___ ОТРЫВОК ___

Зиму ведь изгоняли и хоронили — богиню мрака и смерти.

Узолу возле Охлебаихи перегораживала плотина с мельницей. Через эту плотину, или, по-местному, «маленький мосток» из заузолья в Городец шли обычно возы с лаптями, которые плели во многих лесных заузольских деревнях.

От мельницы в Охлебаихе, наверное, и пошла фамилия Мельниковых. И два из них — братья Лазарь и Антон Васильевичи — известны как мастера, с которых тут началось совершенно новое искусство.

Инкрустированные донца иногда подкрашивали растительными красками. Делали это и братья Мельниковы. Но Лазарь Васильевич стал подкрашивать не отдельные детали, а все донца, по существу расписывал их. Более того, он вырезал на них уже не условно-символические картинки, как это делали раньше, а довольно жизненные жанровые сценки: укрощение коней, охотники с собаками, посещение невест. Фигурки обозначал резным контуром и каждую расписывал в несколько цветов, да еще с мелким орнаментом. Фон сделает ярко-желтым, а на нем немного киноварно-красного, коричневого и звонко-голубые пятнышки птиц, цветов, дамских зонтиков. Работал всего четырьмя красками, а кажется, что его донца лучатся солнечным светом, полны движения, все в них живет и что это вообще какой-то особый, маленький, очень привлекательный и очень отрадный мир.

А вот младший брат его — Антон в конце шестидесятых годов совсем оставил резьбу и только расписывал донца. И как расписывал! Его картинки, несмотря на свою наивную условность, это уже полный, настоящие жанр, причем, весьма психологичный, так как каждый персонаж наделен у него характером и определенным состоянием, а во многих сценках есть и внутреннее действие, сюжет.

Он первым написал сцены торжественных застолий свиданий, прогулок, обстановку тех времен с часами-ходиками, тогдашние наряды, совершенно новых по обличию коней, пестрых ярких жар-птиц. Первым ввел богатое обрамление картинок орнаментами с остролистыми ветками и большими цветами, похожими на розы, среди которых попадались и совсем необычные — черного цвета.

___

#### ПИСЬМЕННОЕ ЗАДАНИЕ A
Ответьте по отрывку о братьях Мельниковых:
(i) Какую реку перегораживала плотина с мельницей возле Охлебаихи?
(ii) Сколькими красками работал Лазарь Васильевич?
(iii) Какого цвета были совсем необычные цветы в обрамлении картинок Антона?
#### ПИСЬМЕННОЕ ЗАДАНИЕ B
Допишите отрывок о братьях Мельниковых, продолжив его после последнего предложения.

___ ПЕРЕЧЕНЬ ЗАПИСЕЙ ___

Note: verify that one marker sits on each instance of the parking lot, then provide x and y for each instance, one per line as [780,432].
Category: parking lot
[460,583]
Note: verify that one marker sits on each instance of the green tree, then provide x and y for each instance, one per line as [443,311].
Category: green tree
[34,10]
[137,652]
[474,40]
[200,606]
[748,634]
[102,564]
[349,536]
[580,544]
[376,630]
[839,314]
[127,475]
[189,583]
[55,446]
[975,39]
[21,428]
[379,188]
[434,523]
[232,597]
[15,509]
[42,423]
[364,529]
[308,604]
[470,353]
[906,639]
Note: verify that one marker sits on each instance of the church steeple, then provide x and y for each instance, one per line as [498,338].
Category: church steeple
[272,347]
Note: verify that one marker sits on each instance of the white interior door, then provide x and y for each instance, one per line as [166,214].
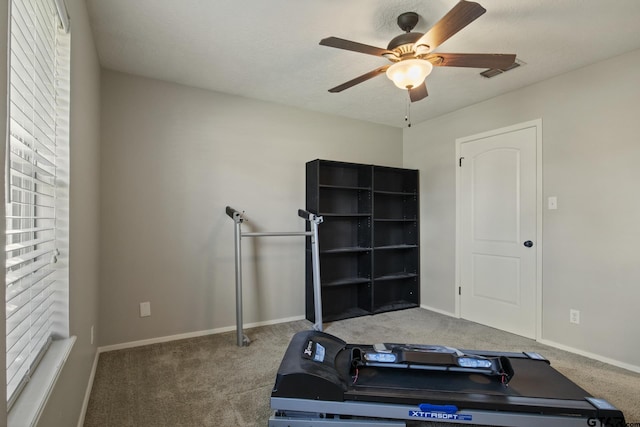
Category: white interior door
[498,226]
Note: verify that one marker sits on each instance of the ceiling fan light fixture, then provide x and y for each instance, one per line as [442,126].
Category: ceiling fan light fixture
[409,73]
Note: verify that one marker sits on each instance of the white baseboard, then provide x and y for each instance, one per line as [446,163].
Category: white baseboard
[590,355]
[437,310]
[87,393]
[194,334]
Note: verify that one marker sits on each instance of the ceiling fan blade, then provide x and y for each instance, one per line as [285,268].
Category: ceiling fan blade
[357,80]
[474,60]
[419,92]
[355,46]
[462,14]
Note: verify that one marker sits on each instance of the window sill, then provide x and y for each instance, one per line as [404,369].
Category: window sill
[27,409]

___
___ ПЕРЕЧЕНЬ ЗАПИСЕЙ ___

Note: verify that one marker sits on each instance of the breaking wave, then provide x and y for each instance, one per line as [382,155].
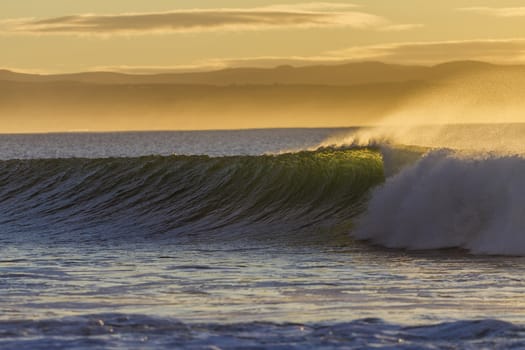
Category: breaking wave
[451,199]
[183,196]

___

#### ИТОГОВЫЙ ОТВЕТ A
(i) Узолу.
(ii) Четырьмя.
(iii) Черного.

#### ИТОГОВЫЙ ОТВЕТ B
Производственно роспись, конечно, намного выгодней, чем резьба. Мастера поняли это быстро и вскоре на Узоле уже ничего не резали, не инкрустировали, а только «красили», и каждый делал уже в два, в три раза больше донец — они же были товаром, шли на продажу.

Но вот что любопытно: росписи эти совершенно не похожи на резьбу, только конь и птица на головках сохранились. На самой же доске в двух окаймленных окошках, вверху и внизу изображались тематические сценки, в основном веселые, праздничные. А между окошками с картинками на каждом донце тогда же появились так называемые «решетки» — широкие полосы с мельниковскими цветами невиданной формы. Их стали звать розами-купавками (обратите внимание: купавка — производное от купавы, от Купалы — это по Далю). Но на розы они не похожи и выглядят так: на широкой чашечке с овальными лепестками сидит круглый бутон, а на нем шарик в виде коробочки, и все это в белых упругих полосках-оживках; напружиненный получался цветок, вот-вот лопнет, раскроется. А вокруг него обязательно зеленые веерообразные листья — папоротник. А сам цветок то алый, то желтый, то синий, но чаще всего черный.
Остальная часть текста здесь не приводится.